Provided entries section start

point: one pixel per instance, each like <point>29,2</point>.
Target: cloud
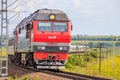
<point>77,3</point>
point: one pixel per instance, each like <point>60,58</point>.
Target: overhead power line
<point>12,3</point>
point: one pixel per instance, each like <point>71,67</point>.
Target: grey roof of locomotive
<point>43,14</point>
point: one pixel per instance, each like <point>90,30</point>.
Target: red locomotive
<point>42,40</point>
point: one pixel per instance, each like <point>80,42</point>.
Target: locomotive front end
<point>51,40</point>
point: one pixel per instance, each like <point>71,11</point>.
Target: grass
<point>77,64</point>
<point>3,54</point>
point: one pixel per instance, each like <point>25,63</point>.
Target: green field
<point>110,66</point>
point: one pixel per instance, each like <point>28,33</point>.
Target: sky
<point>89,17</point>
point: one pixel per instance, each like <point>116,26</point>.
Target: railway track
<point>69,75</point>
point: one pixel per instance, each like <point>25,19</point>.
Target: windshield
<point>44,26</point>
<point>52,26</point>
<point>62,27</point>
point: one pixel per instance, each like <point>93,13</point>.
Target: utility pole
<point>4,40</point>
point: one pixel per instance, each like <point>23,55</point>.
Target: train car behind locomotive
<point>42,39</point>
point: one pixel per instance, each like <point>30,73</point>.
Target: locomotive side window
<point>45,26</point>
<point>60,27</point>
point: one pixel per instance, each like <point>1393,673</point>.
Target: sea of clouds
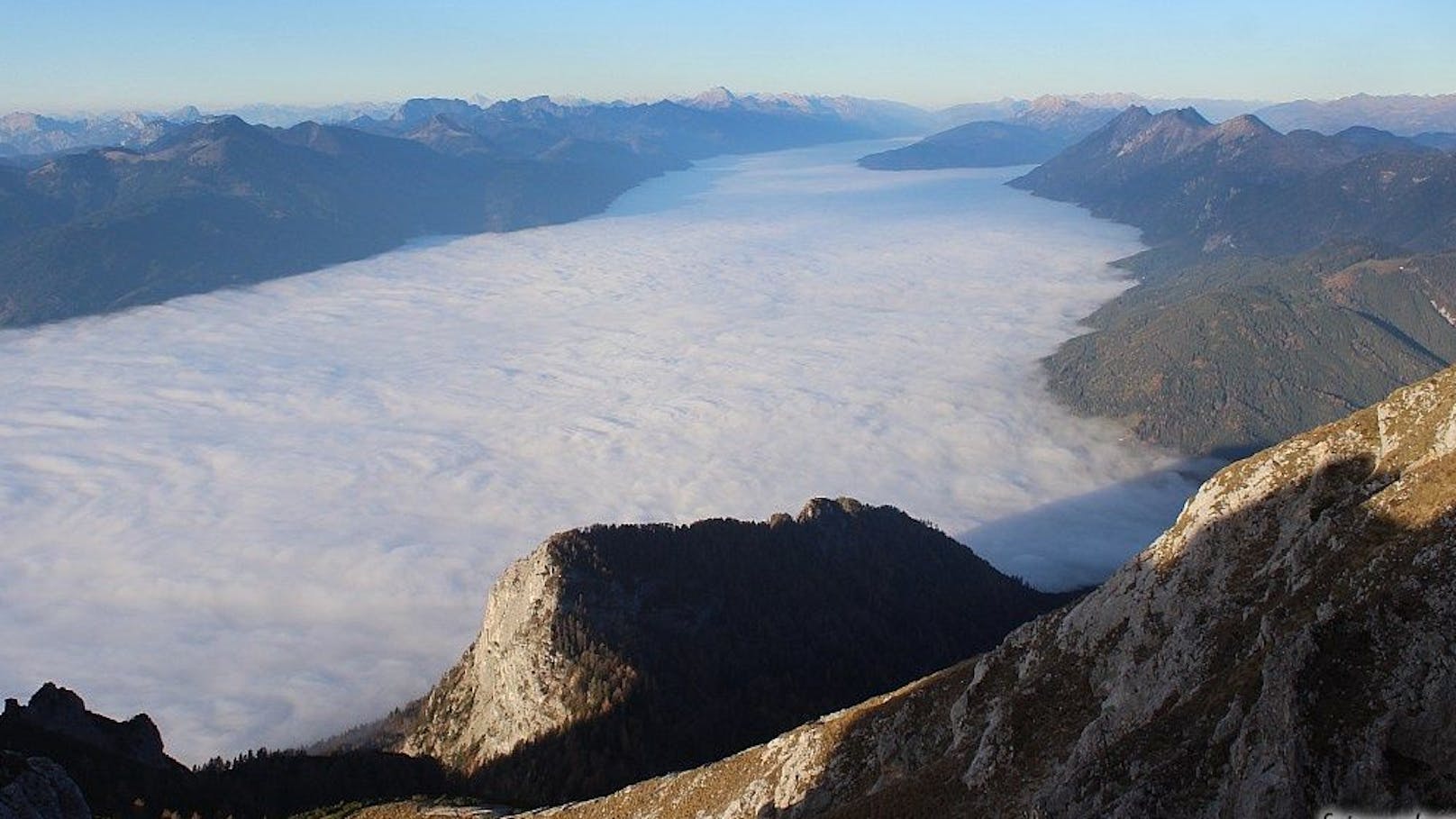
<point>269,514</point>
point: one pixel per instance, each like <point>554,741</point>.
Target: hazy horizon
<point>264,514</point>
<point>159,54</point>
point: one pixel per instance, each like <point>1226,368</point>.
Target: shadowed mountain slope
<point>1288,646</point>
<point>1293,278</point>
<point>621,651</point>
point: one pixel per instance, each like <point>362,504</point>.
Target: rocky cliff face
<point>60,712</point>
<point>1288,646</point>
<point>622,651</point>
<point>38,788</point>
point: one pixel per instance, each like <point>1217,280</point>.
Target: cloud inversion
<point>265,514</point>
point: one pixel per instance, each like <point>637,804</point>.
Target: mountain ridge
<point>652,647</point>
<point>1260,658</point>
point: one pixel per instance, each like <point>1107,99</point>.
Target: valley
<point>335,467</point>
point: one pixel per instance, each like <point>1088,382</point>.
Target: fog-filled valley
<point>264,514</point>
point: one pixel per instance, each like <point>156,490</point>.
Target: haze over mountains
<point>378,441</point>
<point>314,457</point>
<point>1286,647</point>
<point>1295,276</point>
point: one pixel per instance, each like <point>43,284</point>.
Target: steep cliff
<point>1288,646</point>
<point>621,651</point>
<point>38,788</point>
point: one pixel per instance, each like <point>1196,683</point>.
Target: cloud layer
<point>265,514</point>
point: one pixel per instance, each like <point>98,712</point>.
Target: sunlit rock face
<point>1283,649</point>
<point>614,653</point>
<point>265,514</point>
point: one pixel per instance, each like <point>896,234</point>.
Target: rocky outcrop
<point>621,651</point>
<point>60,712</point>
<point>1288,646</point>
<point>38,788</point>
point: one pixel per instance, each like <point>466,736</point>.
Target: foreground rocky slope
<point>1286,646</point>
<point>57,758</point>
<point>621,651</point>
<point>38,788</point>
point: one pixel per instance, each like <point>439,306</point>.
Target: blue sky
<point>73,54</point>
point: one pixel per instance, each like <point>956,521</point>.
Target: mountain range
<point>220,203</point>
<point>590,669</point>
<point>1293,278</point>
<point>1033,134</point>
<point>1285,649</point>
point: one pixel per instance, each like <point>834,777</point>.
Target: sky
<point>156,54</point>
<point>267,514</point>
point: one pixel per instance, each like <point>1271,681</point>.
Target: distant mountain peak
<point>714,98</point>
<point>1245,125</point>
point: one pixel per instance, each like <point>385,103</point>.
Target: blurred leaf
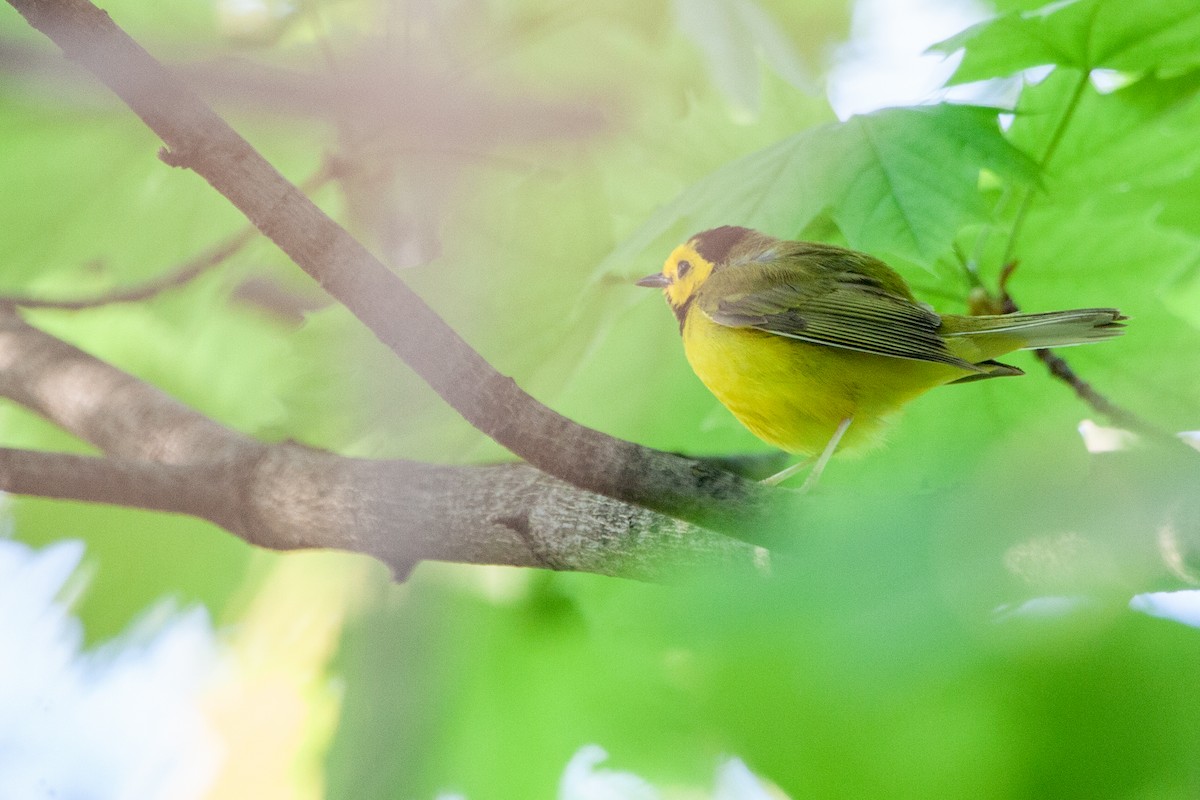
<point>1083,35</point>
<point>735,35</point>
<point>895,181</point>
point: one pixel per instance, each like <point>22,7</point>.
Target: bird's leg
<point>817,467</point>
<point>826,455</point>
<point>783,475</point>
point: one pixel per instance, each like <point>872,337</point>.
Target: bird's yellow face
<point>682,276</point>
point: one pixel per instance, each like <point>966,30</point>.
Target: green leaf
<point>1084,35</point>
<point>899,181</point>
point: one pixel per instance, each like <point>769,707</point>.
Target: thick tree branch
<point>286,497</point>
<point>199,139</point>
<point>165,456</point>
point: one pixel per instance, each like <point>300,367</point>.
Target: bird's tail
<point>1042,330</point>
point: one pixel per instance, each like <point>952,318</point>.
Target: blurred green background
<point>519,163</point>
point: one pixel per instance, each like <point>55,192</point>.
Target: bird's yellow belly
<point>793,395</point>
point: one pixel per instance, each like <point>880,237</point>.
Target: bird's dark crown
<point>714,245</point>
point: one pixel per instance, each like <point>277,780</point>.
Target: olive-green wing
<point>849,308</point>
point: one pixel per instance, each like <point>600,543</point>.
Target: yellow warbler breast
<point>793,395</point>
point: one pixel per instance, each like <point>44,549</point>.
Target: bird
<point>815,348</point>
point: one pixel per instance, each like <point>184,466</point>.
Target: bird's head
<point>693,263</point>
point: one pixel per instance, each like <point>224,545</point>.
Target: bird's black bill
<point>657,281</point>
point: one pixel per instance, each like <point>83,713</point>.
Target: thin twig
<point>1062,371</point>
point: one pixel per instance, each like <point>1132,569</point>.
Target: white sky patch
<point>119,722</point>
<point>885,62</point>
<point>1180,606</point>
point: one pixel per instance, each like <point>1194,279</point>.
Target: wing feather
<point>845,307</point>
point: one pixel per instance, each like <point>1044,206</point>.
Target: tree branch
<point>165,456</point>
<point>199,139</point>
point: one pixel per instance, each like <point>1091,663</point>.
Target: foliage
<point>874,662</point>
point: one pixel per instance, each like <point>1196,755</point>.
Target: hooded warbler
<point>813,347</point>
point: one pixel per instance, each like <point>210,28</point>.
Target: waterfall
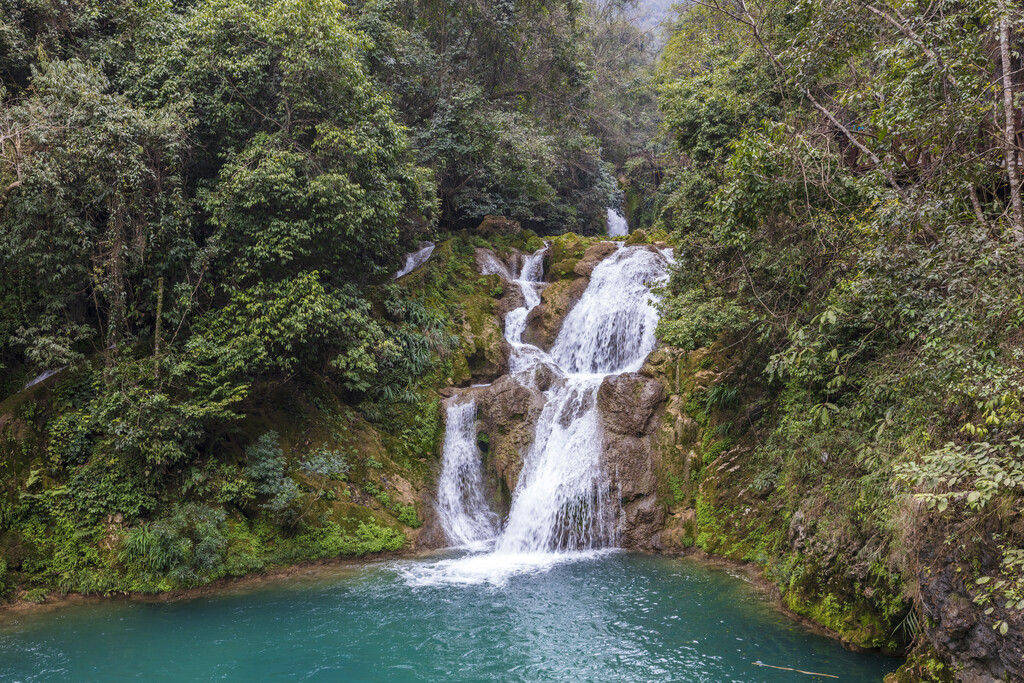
<point>464,513</point>
<point>416,259</point>
<point>562,504</point>
<point>617,227</point>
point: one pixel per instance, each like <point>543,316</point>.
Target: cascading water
<point>464,513</point>
<point>562,505</point>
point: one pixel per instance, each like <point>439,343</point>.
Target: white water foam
<point>463,511</point>
<point>562,508</point>
<point>416,259</point>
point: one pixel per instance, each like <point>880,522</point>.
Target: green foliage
<point>187,546</point>
<point>265,464</point>
<point>694,318</point>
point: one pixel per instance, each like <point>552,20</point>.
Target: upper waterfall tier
<point>611,329</point>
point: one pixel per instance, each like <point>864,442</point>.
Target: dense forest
<point>203,205</point>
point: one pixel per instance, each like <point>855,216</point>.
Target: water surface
<point>614,617</point>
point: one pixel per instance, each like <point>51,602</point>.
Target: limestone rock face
<point>507,414</point>
<point>629,406</point>
<point>488,354</point>
<point>627,402</point>
<point>960,630</point>
<point>594,255</point>
<point>546,319</point>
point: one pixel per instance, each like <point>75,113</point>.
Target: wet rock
<point>594,255</point>
<point>546,319</point>
<point>488,351</point>
<point>487,262</point>
<point>957,628</point>
<point>628,401</point>
<point>628,409</point>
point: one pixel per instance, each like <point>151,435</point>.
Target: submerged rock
<point>559,297</point>
<point>628,406</point>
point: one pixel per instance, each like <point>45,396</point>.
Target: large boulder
<point>594,255</point>
<point>546,319</point>
<point>571,275</point>
<point>498,225</point>
<point>628,402</point>
<point>507,415</point>
<point>487,351</point>
<point>629,406</point>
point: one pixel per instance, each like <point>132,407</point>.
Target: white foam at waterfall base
<point>562,508</point>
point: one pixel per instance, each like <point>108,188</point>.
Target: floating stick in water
<point>809,673</point>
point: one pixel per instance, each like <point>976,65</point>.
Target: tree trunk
<point>1010,136</point>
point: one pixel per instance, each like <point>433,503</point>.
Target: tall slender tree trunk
<point>1010,132</point>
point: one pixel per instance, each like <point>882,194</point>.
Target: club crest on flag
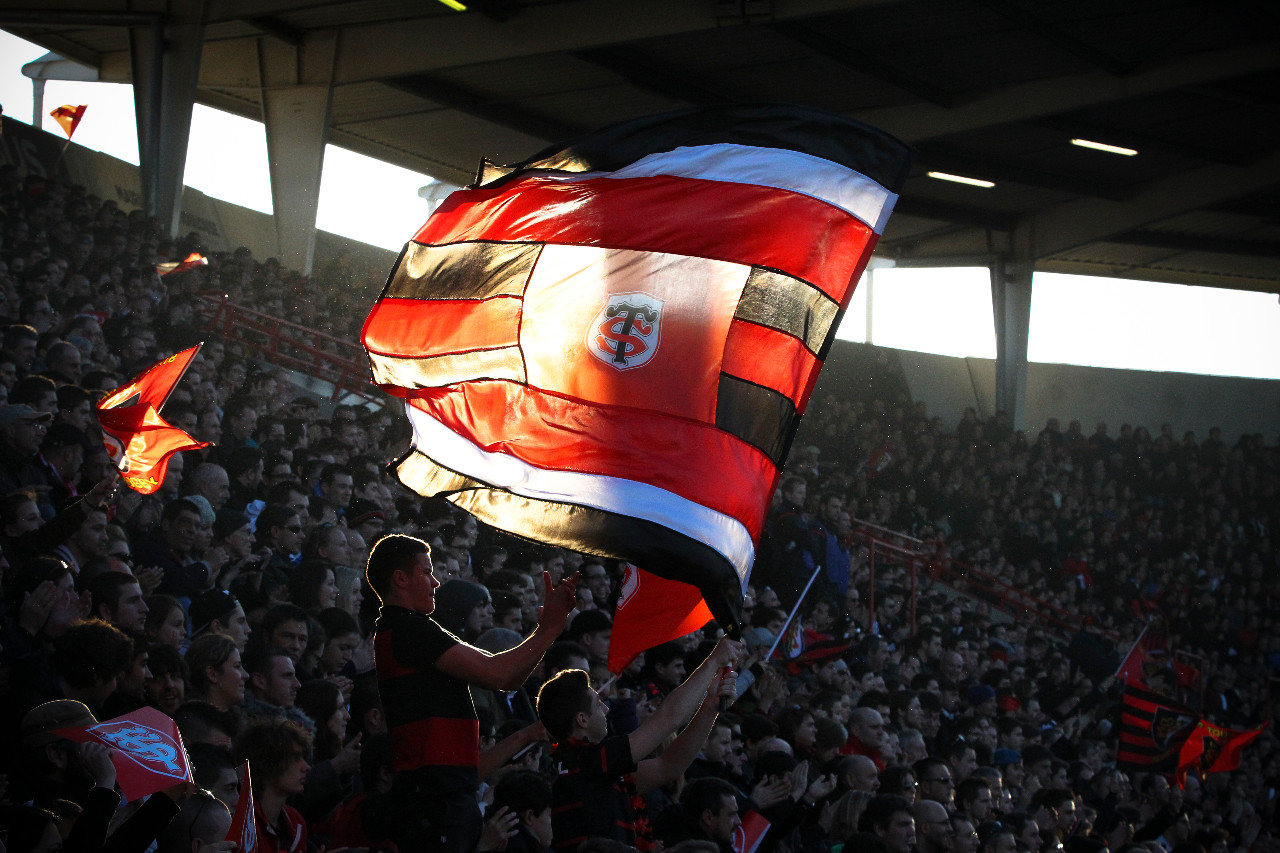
<point>626,332</point>
<point>152,749</point>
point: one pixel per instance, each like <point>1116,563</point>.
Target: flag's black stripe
<point>851,144</point>
<point>789,305</point>
<point>437,372</point>
<point>652,546</point>
<point>760,416</point>
<point>471,270</point>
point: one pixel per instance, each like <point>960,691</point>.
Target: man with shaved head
<point>865,735</point>
<point>932,828</point>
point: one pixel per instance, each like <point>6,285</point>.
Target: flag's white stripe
<point>778,168</point>
<point>608,493</point>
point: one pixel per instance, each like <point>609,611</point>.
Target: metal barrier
<point>963,578</point>
<point>289,345</point>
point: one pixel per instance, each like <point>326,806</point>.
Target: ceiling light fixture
<point>1104,146</point>
<point>960,178</point>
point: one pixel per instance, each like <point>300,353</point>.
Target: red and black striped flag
<point>609,346</point>
<point>1214,749</point>
<point>1152,730</point>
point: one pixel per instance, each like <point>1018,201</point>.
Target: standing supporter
<point>286,625</point>
<point>216,673</point>
<point>22,429</point>
<point>423,674</point>
<point>117,600</point>
<point>277,751</point>
<point>165,621</point>
<point>167,688</point>
<point>216,611</point>
<point>172,548</point>
<point>273,687</point>
<point>600,776</point>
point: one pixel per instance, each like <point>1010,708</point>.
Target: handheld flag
<point>191,261</point>
<point>652,611</point>
<point>1152,730</point>
<point>146,749</point>
<point>68,117</point>
<point>609,346</point>
<point>243,829</point>
<point>137,438</point>
<point>1212,749</point>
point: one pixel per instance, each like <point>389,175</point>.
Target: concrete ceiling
<point>987,89</point>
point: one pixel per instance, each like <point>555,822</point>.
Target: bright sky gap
<point>1093,322</point>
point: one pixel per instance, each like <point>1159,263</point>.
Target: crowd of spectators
<point>233,600</point>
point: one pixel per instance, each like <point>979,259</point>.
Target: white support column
<point>1011,302</point>
<point>165,65</point>
<point>297,92</point>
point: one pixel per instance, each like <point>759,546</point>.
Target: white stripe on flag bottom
<point>717,530</point>
<point>778,168</point>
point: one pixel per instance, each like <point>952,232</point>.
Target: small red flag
<point>243,829</point>
<point>137,438</point>
<point>146,749</point>
<point>1212,749</point>
<point>68,117</point>
<point>192,261</point>
<point>750,833</point>
<point>650,611</point>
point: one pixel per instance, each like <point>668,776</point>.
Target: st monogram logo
<point>626,332</point>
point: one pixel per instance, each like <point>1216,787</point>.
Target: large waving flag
<point>137,438</point>
<point>609,346</point>
<point>1152,730</point>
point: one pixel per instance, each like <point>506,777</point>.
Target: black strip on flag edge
<point>804,340</point>
<point>722,591</point>
<point>848,142</point>
<point>521,249</point>
<point>728,415</point>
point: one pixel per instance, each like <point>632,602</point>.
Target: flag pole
<point>794,611</point>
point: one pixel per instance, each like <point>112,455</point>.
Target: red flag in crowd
<point>1214,749</point>
<point>750,833</point>
<point>192,261</point>
<point>137,438</point>
<point>1152,730</point>
<point>609,346</point>
<point>68,117</point>
<point>243,829</point>
<point>146,749</point>
<point>652,611</point>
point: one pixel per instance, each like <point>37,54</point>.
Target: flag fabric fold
<point>1152,730</point>
<point>609,346</point>
<point>243,829</point>
<point>1214,749</point>
<point>137,438</point>
<point>68,117</point>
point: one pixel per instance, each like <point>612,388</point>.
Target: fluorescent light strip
<point>1104,146</point>
<point>960,178</point>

Provided entries section end

Description of the task
Output only the lines above from the one containing "point: one pixel per instance, each like <point>44,549</point>." to the one containing "point: one pixel per instance, each like <point>439,343</point>.", both included, exactly as written and with no pictures.

Task answer
point: one pixel per instance, each like <point>44,549</point>.
Target: bird
<point>815,348</point>
point: one pixel per instance, each like <point>184,466</point>.
Target: bird's head
<point>693,263</point>
point: one pixel per instance, each like <point>224,545</point>.
Target: bird's black bill
<point>657,281</point>
point: one pixel per instance, each like <point>83,713</point>.
Target: thin twig
<point>1062,371</point>
point: one pixel per instance, each like <point>1132,569</point>.
Target: white sky patch
<point>119,722</point>
<point>885,62</point>
<point>1180,606</point>
point: one pixel per instance, each like <point>1194,279</point>.
Target: wing feather
<point>845,307</point>
point: one pixel per instance, each like <point>1044,206</point>.
Target: tree branch
<point>165,456</point>
<point>199,139</point>
point: one pixel per instance, each like <point>1091,663</point>.
Target: foliage
<point>874,662</point>
point: one pixel per instance, each like <point>1196,755</point>.
Target: hooded warbler
<point>813,347</point>
point: one pixel per instance, each like <point>210,28</point>.
Target: waterfall
<point>464,513</point>
<point>416,259</point>
<point>562,504</point>
<point>617,227</point>
point: one pixel per instance, each like <point>543,316</point>.
Target: cascading water
<point>464,513</point>
<point>562,505</point>
point: one pixel per instance, each like <point>439,343</point>.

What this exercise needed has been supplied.